TEXT PROVIDED:
-- -- --

Of course, I agree. I think the common case is for both register and
unregister to be issued on the daemon task. I only optimized the
register so far because it appears significantly more expensive (due
to the request lookup on the tagset and the CAS loop to increment the
refcount). I can test optimizing the unregister as well and see if
it's a net win.

>
> > But I'm not sure it's worth the cost of an additional ubq/io lookup.
> >
> > >
> > > - __ublk_check_and_get_req() is bypassed.
> > >
> > > - buggy application may overflow ->buffers_registered
> >
> > Isn't it already possible in principle for a ublk server to overflow
> > ublk_rq_data's refcount_t by registering the same ublk request with
> > lots of buffers? But sure, if you're concerned about this overflow, I
> > can easily add a check for it.
>
> At least refcount_inc_not_zero() will warn if it happens.
>
> >
> > >
> > > So can you share any data about this optimization on workload with local
> > > registering & remote un-registering io buffer? Also is this usage
> > > really one common case?
> >
> > Sure, I can provide some performance measurements for this
> > optimization. From looking at CPU profiles in the past, the reference
> > counting and request lookup accounted for around 2% of the ublk server
> > CPU time. To be clear, in our use case, both the register and
> > unregister happen on the daemon task. I just haven't bothered
> > optimizing the reference-counting for the unregister yet because it
> > doesn't appear nearly as expensive.
>
> If you are talking about per-io-task, I guess it may not make a difference
> from user viewpoint from both iops and cpu utilization since the counter is
> basically per-task variable, and atomic cost shouldn't mean something for us.

Atomic RMW operations are more expensive than non-atomic ones even
when the cache line isn't contended (at least in my experience on
x86). The effect is greater in systems with large numbers of CPUs (and
especially with multiple NUMA nodes). Let me collect some precise
performance numbers, but I recall it being a significant hotspot.

Best,
Caleb

-- -- --

PROBLEM 1: Translate this sentence from the ublk thread above into Spanish: "The effect is greater in systems with large numbers of CPUs (and especially with multiple NUMA nodes)."
PROBLEM 2: In the ublk thread above, what share of the ublk server CPU time did past CPU profiles attribute to reference counting and request lookup?

INFORMATION SHOWN:
-- -- --

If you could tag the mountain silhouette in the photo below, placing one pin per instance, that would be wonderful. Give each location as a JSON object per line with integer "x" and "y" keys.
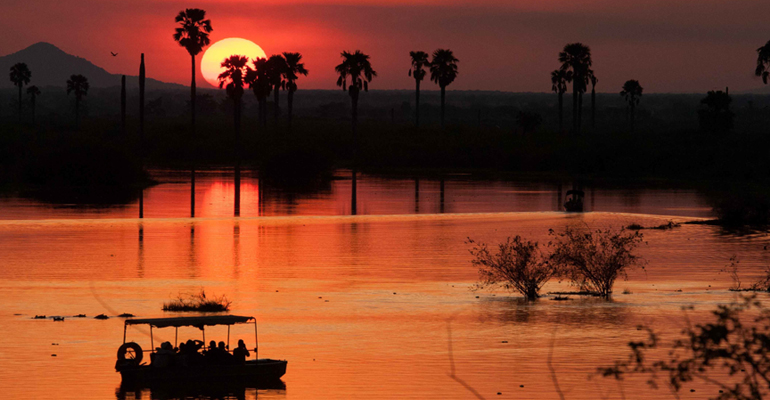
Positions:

-- -- --

CORRECT OUTPUT 1: El efecto es mayor en sistemas con un gran número de CPU (y especialmente con múltiples nodos NUMA).

CORRECT OUTPUT 2: Around 2%.